Your goal>
Could you rewrite the stretch of the NHS staff testing article from "First Minister Nicola" through "who come in.", putting "emergency department" in place of "intensive care ward"?

Extract>
NHS staff on the frontline of the coronavirus pandemic are now being tested as a priority.
The move by health boards comes after we revealed calls for the fast-track testing of doctors and nurses to allow them to return to work more quickly if they do not have the virus.
A memo to staff at one NHS board said: “Priority will now be given to staff who are suspected to have Covid-19.”
Doctors had warned that the strain on frontline services would be intolerable if every doctor and nurse showing symptoms was isolated for a week.
First Minister Nicola Sturgeon said last week: “It is our intention to test key workers including critical frontline NHS staff to ensure that the people that are so essential to managing the disease but also keeping our critical infrastructure going, are not self-isolating unnecessarily.”
Meanwhile one doctor on an intensive care ward at an English hospital has told of his feelings of anxiety.
He told The Times, “I am extremely anxious. It’s tough because you know what’s coming and its going to be hellish. It will be relentless for days, weeks, if not months. That’s worrying in itself, but we’re at our maximum workforce now and we know that as this goes on more staff are going to get ill and we will be more and more ill-equipped to deal with patients who come in.
“I’m torn, because in a way we want a surge now while we still have staff.
“The Government says it would prefer to delay a peak until the summer and I can see the science behind that and the rationale for getting more ventilators.”

Input data>
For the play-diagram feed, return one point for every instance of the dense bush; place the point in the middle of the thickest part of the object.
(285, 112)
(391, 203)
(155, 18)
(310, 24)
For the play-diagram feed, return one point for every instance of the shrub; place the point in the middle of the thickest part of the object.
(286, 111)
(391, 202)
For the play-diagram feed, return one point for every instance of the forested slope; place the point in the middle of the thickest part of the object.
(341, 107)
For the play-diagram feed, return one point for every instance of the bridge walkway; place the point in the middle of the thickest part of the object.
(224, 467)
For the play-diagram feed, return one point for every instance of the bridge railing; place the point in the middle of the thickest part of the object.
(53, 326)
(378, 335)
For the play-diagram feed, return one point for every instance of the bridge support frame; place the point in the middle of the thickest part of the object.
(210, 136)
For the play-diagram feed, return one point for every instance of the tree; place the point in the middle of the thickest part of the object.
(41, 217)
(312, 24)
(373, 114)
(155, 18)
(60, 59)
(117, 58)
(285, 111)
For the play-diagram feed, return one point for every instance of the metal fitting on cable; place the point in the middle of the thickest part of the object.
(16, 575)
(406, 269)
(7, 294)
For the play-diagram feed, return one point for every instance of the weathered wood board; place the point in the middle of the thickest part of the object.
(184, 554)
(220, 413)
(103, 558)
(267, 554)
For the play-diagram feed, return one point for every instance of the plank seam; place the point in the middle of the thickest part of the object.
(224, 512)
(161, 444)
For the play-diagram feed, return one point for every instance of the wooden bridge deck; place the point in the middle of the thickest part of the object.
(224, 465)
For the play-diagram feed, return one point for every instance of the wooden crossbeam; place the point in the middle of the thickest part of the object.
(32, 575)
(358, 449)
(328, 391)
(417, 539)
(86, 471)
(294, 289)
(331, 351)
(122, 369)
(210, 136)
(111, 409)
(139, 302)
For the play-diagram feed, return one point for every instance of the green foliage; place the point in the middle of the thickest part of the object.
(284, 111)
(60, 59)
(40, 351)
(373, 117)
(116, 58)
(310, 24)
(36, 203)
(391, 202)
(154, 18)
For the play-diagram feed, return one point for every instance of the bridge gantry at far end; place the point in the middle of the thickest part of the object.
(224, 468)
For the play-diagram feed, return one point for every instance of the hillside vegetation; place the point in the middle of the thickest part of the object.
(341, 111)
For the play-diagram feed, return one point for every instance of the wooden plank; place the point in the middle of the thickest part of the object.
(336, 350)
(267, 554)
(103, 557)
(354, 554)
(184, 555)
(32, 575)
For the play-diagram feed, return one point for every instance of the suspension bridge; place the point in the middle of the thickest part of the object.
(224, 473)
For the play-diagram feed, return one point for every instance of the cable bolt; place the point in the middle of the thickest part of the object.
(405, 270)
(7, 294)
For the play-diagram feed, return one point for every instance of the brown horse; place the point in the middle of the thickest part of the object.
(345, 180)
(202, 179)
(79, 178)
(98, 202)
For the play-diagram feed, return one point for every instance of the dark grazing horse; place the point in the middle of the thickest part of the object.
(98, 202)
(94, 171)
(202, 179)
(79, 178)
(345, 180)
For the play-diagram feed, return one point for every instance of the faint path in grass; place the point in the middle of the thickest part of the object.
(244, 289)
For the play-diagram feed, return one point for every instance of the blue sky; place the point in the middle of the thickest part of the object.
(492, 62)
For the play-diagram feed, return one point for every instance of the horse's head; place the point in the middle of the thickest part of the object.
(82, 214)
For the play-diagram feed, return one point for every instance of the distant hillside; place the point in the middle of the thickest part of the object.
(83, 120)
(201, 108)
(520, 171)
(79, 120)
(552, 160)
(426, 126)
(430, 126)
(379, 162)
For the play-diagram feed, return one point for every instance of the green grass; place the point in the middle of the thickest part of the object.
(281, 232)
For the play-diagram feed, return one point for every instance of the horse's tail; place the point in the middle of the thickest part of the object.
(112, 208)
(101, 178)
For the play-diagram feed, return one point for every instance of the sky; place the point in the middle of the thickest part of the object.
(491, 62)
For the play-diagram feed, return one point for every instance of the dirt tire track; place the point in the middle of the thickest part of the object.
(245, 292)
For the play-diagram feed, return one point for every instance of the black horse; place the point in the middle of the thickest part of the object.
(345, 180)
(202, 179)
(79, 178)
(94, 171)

Task answer>
First Minister Nicola Sturgeon said last week: “It is our intention to test key workers including critical frontline NHS staff to ensure that the people that are so essential to managing the disease but also keeping our critical infrastructure going, are not self-isolating unnecessarily.”
Meanwhile one doctor on an emergency department at an English hospital has told of his feelings of anxiety.
He told The Times, “I am extremely anxious. It’s tough because you know what’s coming and its going to be hellish. It will be relentless for days, weeks, if not months. That’s worrying in itself, but we’re at our maximum workforce now and we know that as this goes on more staff are going to get ill and we will be more and more ill-equipped to deal with patients who come in.